DOCUMENT SECTION:
-------------------------

What guarantees that this is the current CPUs timer base? Nothing...

> +		 * before moving the timers over.
> +		 */
> +		forward_timer_base(new_base);
> +
> +		WARN_ON_ONCE(old_base->running_timer);
> +		old_base->running_timer = NULL;
> +
> +		for (i = 0; i < WHEEL_SIZE; i++)
> +			migrate_timer_list(new_base, old_base->vectors + i);
> +
> +		raw_spin_unlock(&old_base->lock);
> +		raw_spin_unlock_irq(&new_base->lock);
> +	}
> +	local_irq_enable();
> +}

It's absolutely not rocket science to reuse timers_dead_cpu() for this.

The only requirement timers_dead_cpu() has is that the CPU to which the
timers are migrated is not going away. That's already given due to the
hotplug context.

The reason why it uses get_cpu_ptr(), which disables preemption and
therefore migration, is that it want's to avoid moving the timers to a
remote CPU as that has implications vs. NOHZ because it might end up
kicking the remote CPU out of idle.

timers_dead_cpu() could be simply modified to:

void timers_dead_cpu(unsigned int cpu)
{
    migrate_disable();
    timers_migrate_from_cpu(cpu, BASE_LOCAL);
    migrate_enable();
}

and have

#if defined(CONFIG_HOTPLUG_CPU) || defined(CONFIG_ISOLATION)
static void timers_migrate_from_cpu(unsigned int cpu, unsigned int base)
{
        lockdep_assert(migration_disabled());

        for (; base < NR_BASES; base++) {
		old_base = per_cpu_ptr(&timer_bases[b], cpu);
		new_base = this_cpu_ptr(&timer_bases[b]);
        	....

-------------------------

SOURCE DATA:

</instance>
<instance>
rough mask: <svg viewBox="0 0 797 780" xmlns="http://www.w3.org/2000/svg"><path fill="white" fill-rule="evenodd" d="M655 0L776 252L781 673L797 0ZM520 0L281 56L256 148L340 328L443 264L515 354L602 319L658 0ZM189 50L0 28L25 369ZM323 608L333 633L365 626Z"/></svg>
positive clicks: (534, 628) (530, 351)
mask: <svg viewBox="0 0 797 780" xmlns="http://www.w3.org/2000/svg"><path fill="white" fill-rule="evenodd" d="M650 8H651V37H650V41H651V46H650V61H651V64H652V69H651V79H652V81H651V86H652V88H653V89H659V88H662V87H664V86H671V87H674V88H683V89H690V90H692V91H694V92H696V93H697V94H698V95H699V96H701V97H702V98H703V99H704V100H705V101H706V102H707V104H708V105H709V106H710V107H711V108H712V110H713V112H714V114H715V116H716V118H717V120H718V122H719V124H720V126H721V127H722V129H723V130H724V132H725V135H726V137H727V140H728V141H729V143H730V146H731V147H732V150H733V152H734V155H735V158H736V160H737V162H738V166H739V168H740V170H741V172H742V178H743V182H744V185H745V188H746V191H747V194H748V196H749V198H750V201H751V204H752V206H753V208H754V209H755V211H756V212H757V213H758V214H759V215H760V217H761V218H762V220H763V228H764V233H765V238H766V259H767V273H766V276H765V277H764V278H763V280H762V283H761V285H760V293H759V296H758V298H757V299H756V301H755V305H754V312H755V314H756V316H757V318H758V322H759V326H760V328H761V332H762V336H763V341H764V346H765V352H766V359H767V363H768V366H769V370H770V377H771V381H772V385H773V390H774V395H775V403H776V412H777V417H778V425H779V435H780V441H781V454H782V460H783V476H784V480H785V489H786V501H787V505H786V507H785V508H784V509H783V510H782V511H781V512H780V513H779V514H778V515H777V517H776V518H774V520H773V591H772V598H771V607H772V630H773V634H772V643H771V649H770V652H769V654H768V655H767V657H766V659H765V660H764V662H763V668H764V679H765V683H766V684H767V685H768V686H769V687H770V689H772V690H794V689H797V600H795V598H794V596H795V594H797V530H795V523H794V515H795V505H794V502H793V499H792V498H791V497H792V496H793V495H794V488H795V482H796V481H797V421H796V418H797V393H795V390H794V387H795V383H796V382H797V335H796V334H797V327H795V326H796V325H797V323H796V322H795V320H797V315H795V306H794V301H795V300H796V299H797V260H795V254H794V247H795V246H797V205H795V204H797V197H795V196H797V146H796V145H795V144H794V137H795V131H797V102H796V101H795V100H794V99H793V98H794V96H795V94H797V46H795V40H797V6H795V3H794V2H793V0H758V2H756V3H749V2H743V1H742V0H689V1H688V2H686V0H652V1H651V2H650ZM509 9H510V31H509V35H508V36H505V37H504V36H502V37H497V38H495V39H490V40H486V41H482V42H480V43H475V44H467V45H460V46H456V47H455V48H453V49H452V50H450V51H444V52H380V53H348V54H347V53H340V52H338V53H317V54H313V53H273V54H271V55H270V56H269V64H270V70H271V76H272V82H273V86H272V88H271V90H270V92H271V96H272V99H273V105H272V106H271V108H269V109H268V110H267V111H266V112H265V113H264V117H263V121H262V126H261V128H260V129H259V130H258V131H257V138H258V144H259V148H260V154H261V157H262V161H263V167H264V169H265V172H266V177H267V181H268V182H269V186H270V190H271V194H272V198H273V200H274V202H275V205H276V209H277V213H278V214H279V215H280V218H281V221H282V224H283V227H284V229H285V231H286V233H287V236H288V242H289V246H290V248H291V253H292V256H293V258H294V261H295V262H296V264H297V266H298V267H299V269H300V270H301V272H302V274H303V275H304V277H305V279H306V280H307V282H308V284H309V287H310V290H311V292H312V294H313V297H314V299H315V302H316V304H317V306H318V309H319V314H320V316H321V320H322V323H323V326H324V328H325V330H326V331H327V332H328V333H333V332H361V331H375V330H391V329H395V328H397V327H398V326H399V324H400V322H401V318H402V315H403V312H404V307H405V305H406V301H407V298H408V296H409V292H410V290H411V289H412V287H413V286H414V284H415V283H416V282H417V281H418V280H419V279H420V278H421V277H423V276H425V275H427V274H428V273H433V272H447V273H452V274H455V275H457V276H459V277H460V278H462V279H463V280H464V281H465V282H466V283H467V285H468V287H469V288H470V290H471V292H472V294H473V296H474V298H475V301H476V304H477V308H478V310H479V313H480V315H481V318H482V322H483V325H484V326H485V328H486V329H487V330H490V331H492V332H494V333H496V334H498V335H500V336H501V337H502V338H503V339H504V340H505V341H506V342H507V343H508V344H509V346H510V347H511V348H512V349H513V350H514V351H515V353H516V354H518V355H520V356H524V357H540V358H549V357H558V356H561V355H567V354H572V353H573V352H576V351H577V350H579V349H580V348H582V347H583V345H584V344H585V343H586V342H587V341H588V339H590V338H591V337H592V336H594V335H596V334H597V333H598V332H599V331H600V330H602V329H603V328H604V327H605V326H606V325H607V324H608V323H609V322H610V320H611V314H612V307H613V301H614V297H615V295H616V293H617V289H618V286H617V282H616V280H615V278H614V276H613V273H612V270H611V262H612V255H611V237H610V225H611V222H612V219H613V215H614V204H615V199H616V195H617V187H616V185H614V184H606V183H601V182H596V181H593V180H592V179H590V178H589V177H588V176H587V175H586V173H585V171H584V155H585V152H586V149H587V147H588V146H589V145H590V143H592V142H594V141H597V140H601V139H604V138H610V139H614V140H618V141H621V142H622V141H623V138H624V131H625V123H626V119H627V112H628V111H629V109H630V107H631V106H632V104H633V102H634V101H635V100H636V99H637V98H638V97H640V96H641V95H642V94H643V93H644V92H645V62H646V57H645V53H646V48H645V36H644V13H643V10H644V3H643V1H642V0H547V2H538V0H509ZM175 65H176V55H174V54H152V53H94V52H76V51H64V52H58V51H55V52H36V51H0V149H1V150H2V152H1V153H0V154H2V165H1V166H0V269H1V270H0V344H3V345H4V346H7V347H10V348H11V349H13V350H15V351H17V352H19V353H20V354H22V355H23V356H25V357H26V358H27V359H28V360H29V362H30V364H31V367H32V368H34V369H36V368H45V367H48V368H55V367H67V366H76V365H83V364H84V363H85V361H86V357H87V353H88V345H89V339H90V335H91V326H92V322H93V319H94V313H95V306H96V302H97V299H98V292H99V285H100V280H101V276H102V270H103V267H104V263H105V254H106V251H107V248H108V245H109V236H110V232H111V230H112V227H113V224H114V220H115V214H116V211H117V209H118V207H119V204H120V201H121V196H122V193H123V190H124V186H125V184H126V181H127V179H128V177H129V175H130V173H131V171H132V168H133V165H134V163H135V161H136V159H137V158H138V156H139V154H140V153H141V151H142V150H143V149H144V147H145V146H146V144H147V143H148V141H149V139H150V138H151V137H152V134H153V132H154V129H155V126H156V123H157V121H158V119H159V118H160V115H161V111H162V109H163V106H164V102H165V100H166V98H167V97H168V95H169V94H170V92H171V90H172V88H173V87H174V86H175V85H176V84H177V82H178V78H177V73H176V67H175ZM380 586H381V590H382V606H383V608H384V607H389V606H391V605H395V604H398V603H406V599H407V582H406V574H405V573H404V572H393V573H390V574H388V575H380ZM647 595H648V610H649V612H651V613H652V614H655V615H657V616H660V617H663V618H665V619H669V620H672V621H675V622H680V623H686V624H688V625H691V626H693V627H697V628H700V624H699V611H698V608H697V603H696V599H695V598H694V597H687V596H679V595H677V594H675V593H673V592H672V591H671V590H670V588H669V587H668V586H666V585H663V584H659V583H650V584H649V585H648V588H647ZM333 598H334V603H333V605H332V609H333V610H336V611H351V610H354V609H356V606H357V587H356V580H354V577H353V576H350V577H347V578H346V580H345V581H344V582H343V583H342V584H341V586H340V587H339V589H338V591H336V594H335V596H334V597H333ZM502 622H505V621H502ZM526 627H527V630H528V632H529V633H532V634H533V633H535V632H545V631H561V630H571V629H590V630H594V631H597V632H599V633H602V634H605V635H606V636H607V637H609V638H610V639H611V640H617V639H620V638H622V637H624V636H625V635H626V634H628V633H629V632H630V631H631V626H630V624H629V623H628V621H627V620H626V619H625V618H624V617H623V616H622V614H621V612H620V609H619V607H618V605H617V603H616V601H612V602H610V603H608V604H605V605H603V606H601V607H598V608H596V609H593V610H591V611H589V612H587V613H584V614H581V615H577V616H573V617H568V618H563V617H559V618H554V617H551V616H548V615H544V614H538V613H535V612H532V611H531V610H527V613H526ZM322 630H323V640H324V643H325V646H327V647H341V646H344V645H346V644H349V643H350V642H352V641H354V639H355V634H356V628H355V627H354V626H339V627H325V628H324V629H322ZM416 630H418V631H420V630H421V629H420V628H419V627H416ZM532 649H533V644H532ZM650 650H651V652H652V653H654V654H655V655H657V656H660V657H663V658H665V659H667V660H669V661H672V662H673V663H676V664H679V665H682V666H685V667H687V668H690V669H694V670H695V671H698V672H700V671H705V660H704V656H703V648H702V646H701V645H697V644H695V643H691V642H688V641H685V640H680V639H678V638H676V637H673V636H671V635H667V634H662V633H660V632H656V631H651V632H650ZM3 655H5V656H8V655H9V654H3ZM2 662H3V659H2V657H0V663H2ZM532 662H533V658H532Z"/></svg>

-------------------------

WHAT YOU NEED TO DO:
In the timer migration review, what is the only requirement timers_dead_cpu() has? The listing has nothing to do with the timer migration review.

RESULT:
The CPU that the timers are moved to must not be going away.